[Input material Boundary: Start]

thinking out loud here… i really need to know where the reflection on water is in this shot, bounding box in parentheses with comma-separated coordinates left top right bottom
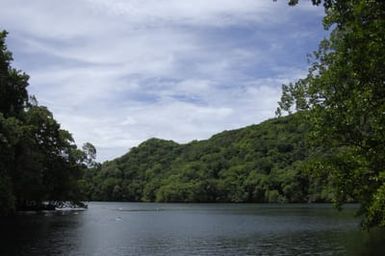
(0, 203, 384, 255)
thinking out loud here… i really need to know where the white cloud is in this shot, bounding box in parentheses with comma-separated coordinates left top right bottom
(86, 0, 281, 27)
(0, 0, 325, 161)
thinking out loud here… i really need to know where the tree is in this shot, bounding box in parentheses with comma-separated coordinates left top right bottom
(0, 31, 92, 213)
(277, 0, 385, 228)
(0, 31, 29, 117)
(0, 30, 28, 213)
(82, 142, 98, 168)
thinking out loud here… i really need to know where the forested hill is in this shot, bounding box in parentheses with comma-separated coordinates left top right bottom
(83, 113, 334, 203)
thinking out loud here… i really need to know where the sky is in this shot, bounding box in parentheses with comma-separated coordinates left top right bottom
(0, 0, 327, 162)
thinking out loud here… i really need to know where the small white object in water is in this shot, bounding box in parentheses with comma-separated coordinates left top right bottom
(55, 207, 86, 211)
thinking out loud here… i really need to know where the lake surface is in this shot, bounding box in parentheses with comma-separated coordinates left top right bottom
(1, 203, 384, 255)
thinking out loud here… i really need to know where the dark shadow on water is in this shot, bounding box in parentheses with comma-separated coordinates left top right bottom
(0, 203, 384, 256)
(0, 211, 83, 256)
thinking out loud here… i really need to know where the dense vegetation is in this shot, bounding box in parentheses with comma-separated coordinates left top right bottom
(82, 113, 335, 203)
(0, 31, 92, 215)
(277, 0, 385, 228)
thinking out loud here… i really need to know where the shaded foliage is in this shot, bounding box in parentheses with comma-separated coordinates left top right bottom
(277, 0, 385, 228)
(0, 31, 91, 214)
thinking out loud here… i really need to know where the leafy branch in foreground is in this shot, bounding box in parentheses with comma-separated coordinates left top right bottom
(277, 0, 385, 228)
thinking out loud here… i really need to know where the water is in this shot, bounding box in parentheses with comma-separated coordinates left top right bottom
(0, 203, 384, 255)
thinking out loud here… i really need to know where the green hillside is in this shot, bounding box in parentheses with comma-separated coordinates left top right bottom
(83, 113, 334, 203)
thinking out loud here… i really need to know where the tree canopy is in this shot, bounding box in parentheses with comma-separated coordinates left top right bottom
(277, 0, 385, 228)
(0, 31, 92, 214)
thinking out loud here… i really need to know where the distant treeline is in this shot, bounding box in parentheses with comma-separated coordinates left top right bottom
(82, 113, 336, 203)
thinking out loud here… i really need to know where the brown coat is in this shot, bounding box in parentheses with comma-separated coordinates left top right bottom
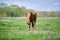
(27, 12, 37, 25)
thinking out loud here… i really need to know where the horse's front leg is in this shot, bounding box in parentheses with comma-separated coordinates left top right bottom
(32, 21, 36, 31)
(27, 23, 30, 31)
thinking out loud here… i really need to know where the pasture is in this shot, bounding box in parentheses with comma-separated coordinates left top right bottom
(0, 17, 60, 40)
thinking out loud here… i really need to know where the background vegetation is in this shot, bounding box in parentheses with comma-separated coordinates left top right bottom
(0, 3, 60, 17)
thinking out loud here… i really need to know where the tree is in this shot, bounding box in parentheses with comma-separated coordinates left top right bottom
(0, 2, 7, 8)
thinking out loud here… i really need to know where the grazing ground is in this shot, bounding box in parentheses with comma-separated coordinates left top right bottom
(0, 17, 60, 40)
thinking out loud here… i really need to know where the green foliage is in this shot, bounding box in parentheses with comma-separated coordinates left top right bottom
(0, 3, 60, 17)
(0, 2, 7, 8)
(0, 3, 27, 17)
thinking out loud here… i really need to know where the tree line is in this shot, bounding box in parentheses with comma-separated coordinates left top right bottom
(0, 3, 60, 17)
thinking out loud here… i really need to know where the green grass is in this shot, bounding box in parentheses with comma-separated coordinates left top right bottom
(0, 17, 60, 40)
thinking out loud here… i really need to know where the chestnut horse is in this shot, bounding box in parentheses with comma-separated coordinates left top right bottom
(27, 11, 37, 31)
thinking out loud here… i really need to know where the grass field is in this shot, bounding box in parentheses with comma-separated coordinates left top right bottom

[Input material Boundary: End]

* _Try it_
Repeat, word for word, each of the records, omitting any image they hold.

* _Answer box_
thinking out loud here… i really need to know where the reflection on water is in this shot, bounding box in parentheses with comma-separated coordinates left top right bottom
(0, 203, 384, 255)
thinking out loud here… i really need to know where the white cloud is in this shot, bounding box in parentheses with comma-separated coordinates left top right bottom
(86, 0, 281, 27)
(0, 0, 325, 161)
thinking out loud here… i really need to know where the tree is in this shot, bounding box in parentheses with comma-separated coordinates left top right bottom
(0, 31, 92, 213)
(277, 0, 385, 228)
(0, 31, 29, 117)
(0, 30, 28, 213)
(82, 142, 98, 168)
thinking out loud here… i really need to know where the forested hill is in this shot, bounding box in parentheses with comma-separated coordinates left top right bottom
(83, 113, 334, 203)
thinking out loud here… i really need to know where the sky is in this shot, bounding box in parentheses with comma-separated coordinates left top right bottom
(0, 0, 327, 162)
thinking out loud here… i really need to know where the small white object in water is in this shot, bounding box in parentheses with comma-separated coordinates left top right bottom
(55, 207, 86, 211)
thinking out loud here… i really need to know where the lake surface is in this shot, bounding box in parentheses with comma-separated coordinates left top right bottom
(1, 203, 384, 255)
thinking out loud here… i really need to know where the dark shadow on water is in this shot, bounding box in parentheses with comma-separated coordinates left top right bottom
(0, 203, 384, 256)
(0, 211, 83, 256)
thinking out loud here… i really need to know where the dense vegetation is in this shot, bounding box in parentheses with comma-separated coordinates left top right bottom
(82, 113, 335, 203)
(0, 31, 92, 215)
(277, 0, 385, 228)
thinking out loud here… i really need to know where the shaded foliage is in this shot, bounding box in parentheses with comma-separated coordinates left top right bottom
(277, 0, 385, 228)
(0, 31, 91, 214)
thinking out loud here… i really need to know where the leafy branch in foreground is in this shot, bounding box in parentheses with comma-separated coordinates left top right bottom
(277, 0, 385, 228)
thinking out loud here… i really need to know where the water is in this shot, bounding box in parentheses with comma-separated coordinates left top right bottom
(0, 203, 384, 255)
thinking out loud here… i really need to know where the green hillside is in this shot, bounding box in parentheses with comma-separated coordinates left top right bottom
(83, 113, 334, 203)
thinking out loud here… i really need to know where the tree canopy is in this shot, bounding box in parentheses with comma-separated coordinates left top right bottom
(277, 0, 385, 228)
(0, 31, 92, 214)
thinking out loud here… i really need to know where the distant treeline is in this shot, bounding box in parentheses with comma-separated coordinates left top right bottom
(82, 113, 336, 203)
thinking out loud here… i really need to know where the brown coat is in this shot, bounding box in parentheses with comma-separated coordinates left top right bottom
(27, 12, 37, 25)
thinking out loud here… i really need to know where the horse's front leg is in this shot, bounding box in parentheses with comma-separated coordinates left top right bottom
(32, 21, 36, 31)
(27, 23, 30, 31)
thinking out loud here… i really need to know where the pasture is in this shot, bounding box in parentheses with comma-separated coordinates left top right bottom
(0, 17, 60, 40)
thinking out loud here… i really need to know where the background vegetation is in this shot, bounding box in parentheses with comma-separated coordinates left top right bottom
(0, 3, 60, 17)
thinking out loud here… i really need to know where the tree is in this shot, bounding box in parentheses with comma-separated coordinates left top right bottom
(0, 2, 7, 8)
thinking out loud here… i really need to know where the grazing ground is in this shot, bounding box in parentheses with comma-separated coordinates left top right bottom
(0, 17, 60, 40)
thinking out loud here… i really need to know where the green foliage is in this shot, bounding box in parentheses with comma-separated coordinates left top right bottom
(0, 3, 60, 17)
(0, 2, 7, 8)
(0, 3, 27, 17)
thinking out loud here… i really need to know where the tree line is in this shot, bounding box in parentheses with comma-separated coordinates left top right bottom
(0, 3, 60, 17)
thinking out loud here… i really need to know where the green grass is in this shot, bounding box in parentheses with comma-separated coordinates left top right bottom
(0, 17, 60, 40)
thinking out loud here… i really need to know where the chestnut horse is in this shot, bounding box in parentheses with comma-separated coordinates left top right bottom
(27, 11, 37, 31)
thinking out loud here… i really need to know where the grass field is in this shot, bounding box in parentheses with comma-separated coordinates left top right bottom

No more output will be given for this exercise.